___ TEXTE EXTRAIT ___

Blé Matthias Sorg
19.05.2023 Agriculture

La «politique de l’escargot» met en péril nos bases alimentaires

Face à l’urgence, la politique agricole suisse aborde toujours les défis dans le domaine du climat et de l’environnement de manière beaucoup trop frileuse. Néanmoins, les premiers signaux d’un changement de mentalité apparaissent.

La science et les autorités fédérales ne sont pas connues pour faire preuve d’alarmisme. Au contraire. Elles se tiennent plutôt en retrait, pèsent le pour et le contre et s’efforcent de ne pas faire de vagues. Du moins jusqu’ici. Le contexte est en train de changer. Les résultats des recherches sur la crise de la biodiversité et du climat indiquent avec une absolue clarté qu’il faut agir dans les plus brefs délais et soulignent l’urgence des problèmes. Un exemple? Le 20 mars 2023, Météo Suisse écrit sans ambages dans son blog sur le nouveau rapport de synthèse du Groupe d’experts intergouvernemental sur l’évolution du climat: «Les décisions que nous prendrons au cours de la décennie actuelle auront des conséquences pour des milliers d’années.» Et le rapport du Scientific Expert Panel, qui réunit plus de 40 spécialistes, fixe des objectifs de réduction clairs pour l’agriculture. A mettre en œuvre non pas un jour ou l’autre mais d’ici 2030!

L’avenir de l’alimentation en Suisse

En 2015, la Suisse s’est engagée à contribuer à la réalisation des objectifs de développement durable de l’ONU (« Sustainable Development Goals, SDG ») d’ici 2030. Si la Suisse veut y parvenir, elle doit modifier son système alimentaire en profondeur. En effet, l’alimentation vient avant le logement et la mobilité en termes d’impact environnemental. C’est pourquoi il faut de nouvelles recettes – de la production à la consommation – tout au long de la chaîne de création de valeur. Comme notre alimentation est fortement liée aux traditions et aux habitudes, il faut non seulement des mesures au niveau politique, mais aussi un dialogue social sur notre comportement individuel. Le Comité scientifique « Avenir alimentaire suisse » fournit une orientation claire pour exploiter l’important potentiel de la Suisse dans ce domaine. Ce panel largement représentatif réunit les voix de plus de 40 scientifiques. Il a élaboré des solutions pour un système alimentaire plus durable en Suisse grâce à un regard scientifique global sur les interactions dans le système alimentaire.

Düngen mit Schleppschlauch Matthias Sorg
La politique agricole suisse occulte les défis urgents dans les domaines du climat et de l’environnement au lieu de trouver des solutions avec la rapidité qui s’impose.

___ DONNÉES FOURNIES ___

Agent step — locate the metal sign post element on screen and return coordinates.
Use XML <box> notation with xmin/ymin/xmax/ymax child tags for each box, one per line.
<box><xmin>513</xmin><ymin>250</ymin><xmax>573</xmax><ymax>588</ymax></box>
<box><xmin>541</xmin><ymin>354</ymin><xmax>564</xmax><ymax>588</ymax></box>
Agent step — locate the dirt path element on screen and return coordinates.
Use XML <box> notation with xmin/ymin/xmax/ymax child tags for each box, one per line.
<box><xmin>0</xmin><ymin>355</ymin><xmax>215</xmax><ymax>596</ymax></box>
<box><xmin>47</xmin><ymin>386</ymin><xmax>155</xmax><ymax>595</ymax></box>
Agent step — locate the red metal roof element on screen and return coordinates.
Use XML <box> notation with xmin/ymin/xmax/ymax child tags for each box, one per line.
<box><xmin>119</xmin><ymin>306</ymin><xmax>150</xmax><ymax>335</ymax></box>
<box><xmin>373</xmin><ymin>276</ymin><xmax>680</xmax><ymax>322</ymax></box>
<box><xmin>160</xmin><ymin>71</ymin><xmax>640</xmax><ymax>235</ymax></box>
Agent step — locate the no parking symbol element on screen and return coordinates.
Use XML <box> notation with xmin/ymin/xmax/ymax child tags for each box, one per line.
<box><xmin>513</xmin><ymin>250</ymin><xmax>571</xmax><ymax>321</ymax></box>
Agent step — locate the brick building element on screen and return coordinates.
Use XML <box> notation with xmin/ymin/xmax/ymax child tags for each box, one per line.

___

■ OBJECTIFS ■
[a] Recopiez le passage du texte sur la politique agricole suisse qui commence par "Blé Matthias Sorg" et se poursuit jusqu'à "de mentalité apparaissent.".
[b] D'après le texte sur la politique agricole suisse, en quelle année la Suisse s'est-elle engagée à contribuer aux objectifs de développement durable de l'ONU ?
[c] Écrivez la suite du texte sur la politique agricole suisse, après sa dernière phrase.

■ RÉPONSES ■
[a]
Blé Matthias Sorg
19.05.2023 Agriculture

La «politique de l’escargot» met en péril nos bases alimentaires

Face à l’urgence, la politique agricole suisse aborde toujours les défis dans le domaine du climat et de l’environnement de manière beaucoup trop frileuse. Néanmoins, les premiers signaux d’un changement de mentalité apparaissent.

[b] En 2015.

[c]
Les rouages politiques sont lents

Les messages clairs des scientifiques et de l’administration fédérale sur les changements urgents à apporter à notre mode de vie contrastent fortement avec la lenteur de la politique. Ainsi, l’examen de la politique agricole 2022 (PA 22+) montre à quel point les moulins de la politique continuent de tourner au ralenti. Après le Conseil des États, le Conseil national a lui aussi approuvé, lors de la session de printemps 2023, un mini paquet sur le futur développement de la politique agricole. Les défis urgents dans le domaine du climat et de l’environnement ne sont pas abordés. On a laissé passer l’occasion de renforcer l’orientation écologique de l’agriculture et de l’industrie alimentaire suisses et de consolider leur place sur le marché. La majorité du Parlement continue de nier l’existence d’une crise de la biodiversité et d’une crise climatique, comme si elles n’étaient pas avérées.

Propositions écologiques rejetées 

Le Conseil national, tout comme le Conseil des Etats, a rejeté toutes les propositions visant à améliorer le projet PA 22+ dans le domaine de l’environnement. Au moins n’a-t-il pas limité le droit de recours des organisations, comme le demandait une motion, contre la volonté du Conseil fédéral. Ainsi, la nature et la santé publique ont désormais, au travers des organisations environnementales, une voix ancrée dans la loi sur l’agriculture dans le cadre des processus d’autorisation de pesticides potentiellement dangereux.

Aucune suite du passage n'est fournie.